# Work required
Please retype, word for word, the line containing "Target: fish tail" and every line after it through the end of the records, leaving out all pictures.

(Dataset entries)
************

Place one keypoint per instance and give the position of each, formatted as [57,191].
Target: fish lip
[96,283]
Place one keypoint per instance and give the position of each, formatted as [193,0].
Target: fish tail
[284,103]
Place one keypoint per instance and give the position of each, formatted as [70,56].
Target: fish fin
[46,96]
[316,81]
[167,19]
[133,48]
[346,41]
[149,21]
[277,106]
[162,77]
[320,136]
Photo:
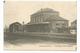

************

# Task result
Target: fish tail
[284,103]
Place one keypoint per instance and give the position of each, formatted as [70,56].
Target: fish fin
[46,96]
[316,81]
[167,19]
[133,48]
[346,41]
[149,21]
[277,106]
[162,77]
[320,136]
Photo:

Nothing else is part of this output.